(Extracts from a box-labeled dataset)

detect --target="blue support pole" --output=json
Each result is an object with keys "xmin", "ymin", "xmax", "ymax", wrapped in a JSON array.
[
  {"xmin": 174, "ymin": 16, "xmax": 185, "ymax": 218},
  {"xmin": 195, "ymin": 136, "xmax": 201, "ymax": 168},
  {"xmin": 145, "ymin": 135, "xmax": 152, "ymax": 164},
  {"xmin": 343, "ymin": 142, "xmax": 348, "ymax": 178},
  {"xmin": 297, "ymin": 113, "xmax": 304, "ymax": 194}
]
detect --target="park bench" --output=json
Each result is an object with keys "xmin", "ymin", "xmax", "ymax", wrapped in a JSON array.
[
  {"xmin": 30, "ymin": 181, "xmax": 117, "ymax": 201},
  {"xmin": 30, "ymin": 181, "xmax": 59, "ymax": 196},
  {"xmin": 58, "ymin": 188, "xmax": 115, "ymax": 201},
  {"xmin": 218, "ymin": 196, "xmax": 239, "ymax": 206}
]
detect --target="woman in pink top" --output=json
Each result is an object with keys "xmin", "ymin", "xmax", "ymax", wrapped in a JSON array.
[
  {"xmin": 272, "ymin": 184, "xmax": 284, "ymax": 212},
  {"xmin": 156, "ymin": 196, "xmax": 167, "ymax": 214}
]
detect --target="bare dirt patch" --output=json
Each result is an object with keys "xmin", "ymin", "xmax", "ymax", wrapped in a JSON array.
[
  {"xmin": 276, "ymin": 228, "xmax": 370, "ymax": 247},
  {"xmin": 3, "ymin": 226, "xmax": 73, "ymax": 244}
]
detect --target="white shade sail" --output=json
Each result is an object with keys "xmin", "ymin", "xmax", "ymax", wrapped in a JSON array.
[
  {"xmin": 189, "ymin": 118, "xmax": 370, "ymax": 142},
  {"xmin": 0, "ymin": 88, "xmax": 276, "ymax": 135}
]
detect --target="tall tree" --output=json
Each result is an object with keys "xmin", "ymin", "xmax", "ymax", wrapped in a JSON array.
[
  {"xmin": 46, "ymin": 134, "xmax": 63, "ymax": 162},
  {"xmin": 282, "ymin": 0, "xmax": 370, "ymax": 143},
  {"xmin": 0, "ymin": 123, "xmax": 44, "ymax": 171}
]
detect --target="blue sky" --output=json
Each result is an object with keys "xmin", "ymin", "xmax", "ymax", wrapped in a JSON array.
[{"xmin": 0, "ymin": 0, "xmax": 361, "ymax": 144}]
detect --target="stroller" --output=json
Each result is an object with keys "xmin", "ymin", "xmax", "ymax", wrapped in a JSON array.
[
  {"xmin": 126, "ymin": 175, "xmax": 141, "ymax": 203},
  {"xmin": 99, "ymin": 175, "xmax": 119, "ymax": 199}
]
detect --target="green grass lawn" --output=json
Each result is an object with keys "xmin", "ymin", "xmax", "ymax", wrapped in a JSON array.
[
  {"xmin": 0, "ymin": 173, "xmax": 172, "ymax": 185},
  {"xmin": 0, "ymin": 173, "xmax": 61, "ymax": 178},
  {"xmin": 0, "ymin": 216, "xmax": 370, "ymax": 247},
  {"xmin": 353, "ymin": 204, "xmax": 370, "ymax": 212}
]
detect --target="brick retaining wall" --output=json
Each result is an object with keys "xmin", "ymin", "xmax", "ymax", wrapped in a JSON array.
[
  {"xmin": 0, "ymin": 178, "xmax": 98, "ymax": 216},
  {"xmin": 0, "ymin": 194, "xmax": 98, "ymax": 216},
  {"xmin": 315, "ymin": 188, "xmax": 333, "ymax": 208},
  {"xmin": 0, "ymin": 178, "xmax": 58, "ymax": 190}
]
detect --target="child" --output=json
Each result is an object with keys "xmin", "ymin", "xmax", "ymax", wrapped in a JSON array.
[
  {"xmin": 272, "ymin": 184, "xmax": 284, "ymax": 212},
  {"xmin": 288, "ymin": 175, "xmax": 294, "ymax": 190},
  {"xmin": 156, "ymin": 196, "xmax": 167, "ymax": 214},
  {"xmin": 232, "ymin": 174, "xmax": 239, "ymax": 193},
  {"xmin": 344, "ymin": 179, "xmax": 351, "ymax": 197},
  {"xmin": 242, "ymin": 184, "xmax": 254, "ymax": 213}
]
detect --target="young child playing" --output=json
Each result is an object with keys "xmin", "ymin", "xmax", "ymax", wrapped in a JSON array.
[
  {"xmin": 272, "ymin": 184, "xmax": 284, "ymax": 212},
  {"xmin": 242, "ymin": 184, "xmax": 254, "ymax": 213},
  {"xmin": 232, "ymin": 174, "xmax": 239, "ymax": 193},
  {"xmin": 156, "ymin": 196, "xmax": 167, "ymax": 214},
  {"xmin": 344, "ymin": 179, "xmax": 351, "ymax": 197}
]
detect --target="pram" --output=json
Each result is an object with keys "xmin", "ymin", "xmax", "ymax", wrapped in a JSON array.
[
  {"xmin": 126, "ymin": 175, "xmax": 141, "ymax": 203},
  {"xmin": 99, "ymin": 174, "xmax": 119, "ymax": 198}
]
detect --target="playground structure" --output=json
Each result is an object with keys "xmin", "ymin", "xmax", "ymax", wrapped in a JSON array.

WHAT TO PRODUCE | Locate each line in the rows above that contains the word "child", and copy every such line.

RESPONSE TO THE EXERCISE |
detect --target="child" --output=json
detect --target="young child playing" --output=json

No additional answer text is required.